Excerpts from a dataset:
§

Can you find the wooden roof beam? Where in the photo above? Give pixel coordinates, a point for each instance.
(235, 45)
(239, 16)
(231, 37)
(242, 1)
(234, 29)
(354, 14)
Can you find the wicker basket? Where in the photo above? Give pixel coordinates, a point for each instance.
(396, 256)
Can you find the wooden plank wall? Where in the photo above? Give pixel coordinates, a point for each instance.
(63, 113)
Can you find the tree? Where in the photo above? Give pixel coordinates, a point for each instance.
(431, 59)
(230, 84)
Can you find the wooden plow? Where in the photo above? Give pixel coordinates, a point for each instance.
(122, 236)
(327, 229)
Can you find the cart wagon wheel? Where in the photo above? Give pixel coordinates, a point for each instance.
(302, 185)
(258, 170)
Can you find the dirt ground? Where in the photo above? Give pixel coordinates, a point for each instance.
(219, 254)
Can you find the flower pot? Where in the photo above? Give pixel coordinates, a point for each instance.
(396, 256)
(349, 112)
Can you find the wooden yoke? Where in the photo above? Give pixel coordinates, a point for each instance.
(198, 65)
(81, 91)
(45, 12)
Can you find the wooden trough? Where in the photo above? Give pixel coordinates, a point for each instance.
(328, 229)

§

§ **Task goal**: What do the lines from the one with "Can you find the dirt" through the last line of the entries say? Print them word for word, both ends included, and nothing else.

§ **Written answer**:
Can you find the dirt ground? Where in the photo above? Give pixel coordinates, a point for each instance.
(219, 254)
Can you find the flower pot? Where in the photo above? Give pixel coordinates, a point for each instance.
(396, 256)
(349, 112)
Can you find the wooden yoke? Where in the photo above? Give pixel coordinates, a point for each instance.
(198, 65)
(81, 91)
(45, 12)
Can you find the wooden trough? Where in the photo above? Give pixel coordinates, a point for each instance.
(328, 229)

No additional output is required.